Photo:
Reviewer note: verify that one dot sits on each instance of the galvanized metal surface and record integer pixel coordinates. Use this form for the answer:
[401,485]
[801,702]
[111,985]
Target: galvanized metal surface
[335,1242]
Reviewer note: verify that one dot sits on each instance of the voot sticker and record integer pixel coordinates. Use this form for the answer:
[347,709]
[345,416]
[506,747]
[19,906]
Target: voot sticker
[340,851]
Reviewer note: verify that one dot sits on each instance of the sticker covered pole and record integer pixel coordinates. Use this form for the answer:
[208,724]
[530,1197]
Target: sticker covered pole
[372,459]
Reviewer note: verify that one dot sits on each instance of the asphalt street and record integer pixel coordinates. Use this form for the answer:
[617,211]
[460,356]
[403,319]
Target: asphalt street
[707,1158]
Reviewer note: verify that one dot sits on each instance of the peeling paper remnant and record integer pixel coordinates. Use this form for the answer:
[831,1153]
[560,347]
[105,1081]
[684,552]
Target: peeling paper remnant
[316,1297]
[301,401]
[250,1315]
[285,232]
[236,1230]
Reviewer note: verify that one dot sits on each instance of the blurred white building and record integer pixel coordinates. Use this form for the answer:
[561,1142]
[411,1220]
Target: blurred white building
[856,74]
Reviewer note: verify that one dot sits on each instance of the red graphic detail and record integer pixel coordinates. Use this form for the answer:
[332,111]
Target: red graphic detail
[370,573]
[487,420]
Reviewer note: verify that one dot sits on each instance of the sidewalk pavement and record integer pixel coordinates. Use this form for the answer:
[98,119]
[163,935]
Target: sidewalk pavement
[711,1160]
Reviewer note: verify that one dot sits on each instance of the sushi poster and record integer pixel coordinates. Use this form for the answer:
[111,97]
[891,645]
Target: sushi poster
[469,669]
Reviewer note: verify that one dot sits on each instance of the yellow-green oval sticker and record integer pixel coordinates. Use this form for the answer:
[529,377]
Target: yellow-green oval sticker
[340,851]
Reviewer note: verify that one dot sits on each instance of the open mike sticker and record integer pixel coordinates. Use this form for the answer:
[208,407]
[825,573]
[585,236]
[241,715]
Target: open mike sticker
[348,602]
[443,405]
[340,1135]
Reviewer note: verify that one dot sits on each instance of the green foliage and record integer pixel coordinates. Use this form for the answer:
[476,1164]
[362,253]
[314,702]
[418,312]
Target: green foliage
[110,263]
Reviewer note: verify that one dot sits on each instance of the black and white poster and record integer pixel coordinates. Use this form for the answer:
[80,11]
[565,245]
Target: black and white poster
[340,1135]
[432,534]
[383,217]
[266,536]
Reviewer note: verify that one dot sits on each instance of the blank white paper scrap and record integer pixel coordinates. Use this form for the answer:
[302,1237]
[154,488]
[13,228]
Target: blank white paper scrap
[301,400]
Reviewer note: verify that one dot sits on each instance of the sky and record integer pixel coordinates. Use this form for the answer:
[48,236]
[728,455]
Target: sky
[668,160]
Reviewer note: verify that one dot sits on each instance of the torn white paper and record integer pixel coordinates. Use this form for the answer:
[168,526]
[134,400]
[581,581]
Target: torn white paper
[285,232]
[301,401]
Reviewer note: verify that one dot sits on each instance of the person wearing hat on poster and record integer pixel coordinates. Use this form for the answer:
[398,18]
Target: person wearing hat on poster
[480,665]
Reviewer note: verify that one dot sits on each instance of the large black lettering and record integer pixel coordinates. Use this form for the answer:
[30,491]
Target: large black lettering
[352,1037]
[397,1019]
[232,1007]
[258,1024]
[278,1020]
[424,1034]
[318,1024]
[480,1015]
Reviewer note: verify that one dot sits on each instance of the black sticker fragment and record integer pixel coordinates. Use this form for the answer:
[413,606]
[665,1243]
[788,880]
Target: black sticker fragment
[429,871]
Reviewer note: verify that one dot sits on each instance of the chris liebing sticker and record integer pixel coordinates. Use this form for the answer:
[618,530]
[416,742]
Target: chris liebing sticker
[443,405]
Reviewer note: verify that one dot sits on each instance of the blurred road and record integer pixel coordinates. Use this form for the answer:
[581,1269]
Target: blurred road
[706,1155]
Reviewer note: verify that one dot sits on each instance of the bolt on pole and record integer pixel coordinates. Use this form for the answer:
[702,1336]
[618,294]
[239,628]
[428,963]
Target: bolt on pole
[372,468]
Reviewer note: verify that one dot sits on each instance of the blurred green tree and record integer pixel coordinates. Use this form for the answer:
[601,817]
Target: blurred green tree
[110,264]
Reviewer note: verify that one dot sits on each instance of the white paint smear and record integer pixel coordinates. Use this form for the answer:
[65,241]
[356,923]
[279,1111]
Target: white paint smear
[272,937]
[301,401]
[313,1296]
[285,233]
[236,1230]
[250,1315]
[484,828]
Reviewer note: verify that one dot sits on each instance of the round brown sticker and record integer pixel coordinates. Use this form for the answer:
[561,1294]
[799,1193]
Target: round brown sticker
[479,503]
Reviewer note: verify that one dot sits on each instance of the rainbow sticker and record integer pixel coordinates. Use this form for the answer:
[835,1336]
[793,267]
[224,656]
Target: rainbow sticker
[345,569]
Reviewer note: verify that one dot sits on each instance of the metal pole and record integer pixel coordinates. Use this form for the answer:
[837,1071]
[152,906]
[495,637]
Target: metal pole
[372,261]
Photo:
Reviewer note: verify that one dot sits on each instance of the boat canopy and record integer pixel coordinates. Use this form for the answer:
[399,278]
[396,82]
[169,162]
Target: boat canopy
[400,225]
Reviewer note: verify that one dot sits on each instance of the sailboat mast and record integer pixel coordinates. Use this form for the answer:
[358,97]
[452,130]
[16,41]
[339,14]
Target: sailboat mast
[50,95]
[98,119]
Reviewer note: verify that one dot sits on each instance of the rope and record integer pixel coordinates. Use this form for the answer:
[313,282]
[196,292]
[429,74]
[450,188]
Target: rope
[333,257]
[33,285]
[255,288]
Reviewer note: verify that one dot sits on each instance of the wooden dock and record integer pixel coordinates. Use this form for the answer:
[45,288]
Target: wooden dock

——

Duplicate every row above exactly as it appears, without changing any character.

Photo:
Reviewer note: verify that one dot sits on each instance of the galvanized metal surface and record integer pixel coordinates. Use this form for the answer:
[401,485]
[801,702]
[111,985]
Target: galvanized metal surface
[335,1242]
Reviewer note: verify that one dot sits on each instance of the voot sticker and record integer pixel coordinates. Use this form for the answer:
[347,709]
[345,416]
[506,747]
[19,906]
Target: voot sticker
[340,851]
Reviewer note: verify that one dot sits on each instance of the sticker covered pole and record integer pixel coordinates. Use this form for the answer:
[208,724]
[530,1197]
Target: sticker covered pole
[372,459]
Reviewer note: verify that one dot sits on each instance of the asphalt street and record integer pixel coordinates. Use this form for the answer:
[617,211]
[460,356]
[403,319]
Target: asphalt street
[707,1158]
Reviewer note: verify that one dot sits on each instance of the peeling paper remnant and record integer pixel coordinates. Use this form for the answer:
[831,1153]
[560,347]
[105,1081]
[684,552]
Target: peeling paper remnant
[316,1297]
[301,401]
[250,1315]
[285,232]
[236,1230]
Reviewer note: verify that one dot sits on each instance of the blurred white building and record integer pixel coordinates. Use this form for the answer:
[561,1142]
[411,1220]
Target: blurred white building
[856,74]
Reviewer note: verify that one dot sits on each instance of the red graphic detail and record integer pixel coordinates. Use this form for the answer:
[332,111]
Target: red graphic detail
[370,573]
[487,420]
Reviewer note: verify that one dot sits on each instance of the sidewalk pavement and record integer pixel coordinates. Use this form for the answer:
[98,119]
[163,935]
Target: sidewalk pavement
[711,1160]
Reviewer note: verify that one dot sits on each instance of the sushi poster and record integer pixel coordinates. Use this form for the answer:
[111,97]
[891,645]
Target: sushi poster
[469,669]
Reviewer note: verify that one dot sits on each instance of the yellow-green oval sticker and record integer pixel coordinates. Use this form for the answer:
[529,377]
Target: yellow-green oval sticker
[340,851]
Reviewer note: verify that one dot sits on each instance of the open mike sticker and record integer pixel coordinates. Use this form for the answer:
[208,407]
[825,573]
[585,236]
[241,715]
Target: open mike sticker
[348,602]
[443,405]
[340,1135]
Reviewer note: verify that one dot sits on each instance of the green foliage and record integer pixel coordinates. Use this form for the answer:
[476,1164]
[362,253]
[314,702]
[418,312]
Target: green foliage
[110,263]
Reviewer note: verify that one dot sits on each instance of the black and white poster and record integer pixel coordinates. Use this form for the answer:
[80,11]
[565,245]
Target: black and white poster
[340,1135]
[432,534]
[383,217]
[266,536]
Reviewer note: verify that one dot sits on each instance of the blank white paper scrap and record integer pixel coordinates. Use this form for the answer:
[302,1237]
[154,488]
[13,228]
Target: blank white paper scrap
[301,400]
Reviewer note: verify that one dot sits on each instance of the sky and record integer pixel coordinates. Use this form for the answer:
[48,236]
[728,455]
Target: sky
[668,160]
Reviewer note: verify that one dot sits on each instance of the torn white paper and record integer pixel coordinates. Use this form for the answer:
[168,526]
[134,400]
[581,581]
Target: torn white paper
[285,232]
[301,401]
Reviewer note: verify that one dot sits on each instance of the person wearing hat on poster and record integer pixel coordinates. Use this form for the answer:
[398,18]
Target: person wearing hat on poster
[480,665]
Reviewer note: verify that one dot sits on each instance of the large black lettering and record integer pixel coordinates. Use this form for the answer:
[30,491]
Target: large black lettering
[352,1037]
[397,1019]
[232,1007]
[258,1024]
[278,1020]
[424,1034]
[318,1024]
[480,1015]
Reviewer note: verify that one dot sits on each instance of the black sticker fragment and record integer pixel coordinates. Use this form for the answer:
[413,606]
[665,1243]
[788,880]
Target: black sticker fragment
[429,871]
Reviewer note: verify that one dot sits on each instance of the chris liebing sticker and record integer pixel coordinates. Use this form for the answer:
[618,530]
[416,742]
Target: chris liebing sticker
[443,405]
Reviewer note: verify that one dot sits on each instance of the blurred road and record integer pixel coordinates. Use this form for the answer:
[581,1269]
Target: blurred road
[706,1155]
Reviewer note: verify that one dot sits on each instance of the bolt on pole and record integer pixel coordinates. Use this form for the answer:
[702,1336]
[618,294]
[239,628]
[428,963]
Target: bolt on pole
[372,468]
Reviewer note: verify that one dot sits on each instance of the blurred green tree and record integer pixel coordinates. Use this form for the answer:
[601,817]
Target: blurred green tree
[110,264]
Reviewer note: verify that one dot sits on each instance of the white paint smear and record integer pixel coordinates. Use this form for the answer:
[65,241]
[356,923]
[279,1111]
Target: white paint smear
[272,937]
[301,401]
[313,1296]
[285,233]
[236,1230]
[250,1315]
[484,828]
Reviewer note: verify that one dot sits on each instance of the round brown sticker and record integer pixel coordinates. Use this form for the answer:
[561,1294]
[799,1193]
Target: round brown sticker
[479,503]
Reviewer note: verify that one dot sits on each instance of the rainbow sticker and record integer pixel coordinates. Use this form for the answer:
[835,1336]
[793,267]
[224,656]
Target: rainbow sticker
[345,569]
Reviewer note: verify that one dot sits on each instance of the metal pole and record integer pixel coordinates. Use this form for the answer:
[837,1071]
[152,906]
[495,637]
Target: metal pole
[372,261]
Photo:
Reviewer note: verify that one dot sits on each instance of the boat canopy and record integer pixel coordinates. Use this form for the answer:
[399,278]
[396,82]
[169,162]
Target: boat canopy
[400,225]
Reviewer note: verify that one dot sits on each instance of the sailboat mast and record integer pixel coordinates. Use this form for the answer:
[358,97]
[452,130]
[16,41]
[339,14]
Target: sailboat mast
[50,95]
[98,119]
Reviewer note: verify that one dot sits on each instance of the rope and record integer pixel coordinates. Use this form for the answer:
[313,282]
[196,292]
[429,74]
[450,188]
Target: rope
[333,257]
[33,285]
[255,288]
Reviewer note: verify that one dot sits on each instance of the wooden dock and record integer pixel coordinates. Use this form for the answer:
[45,288]
Target: wooden dock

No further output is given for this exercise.